## Challenge
Update the items below by replacing each occurrence of "bed" with "sofa", leaving all other text unchanged.

(Location identification items)
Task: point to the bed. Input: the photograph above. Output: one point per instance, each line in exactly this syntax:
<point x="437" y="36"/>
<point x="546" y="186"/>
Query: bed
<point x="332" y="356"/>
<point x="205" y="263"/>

## Exercise answer
Task: point to the sofa. Input: the photograph above. Output: one point per instance, each line in exactly this syntax:
<point x="437" y="36"/>
<point x="546" y="186"/>
Query: sofa
<point x="332" y="356"/>
<point x="205" y="263"/>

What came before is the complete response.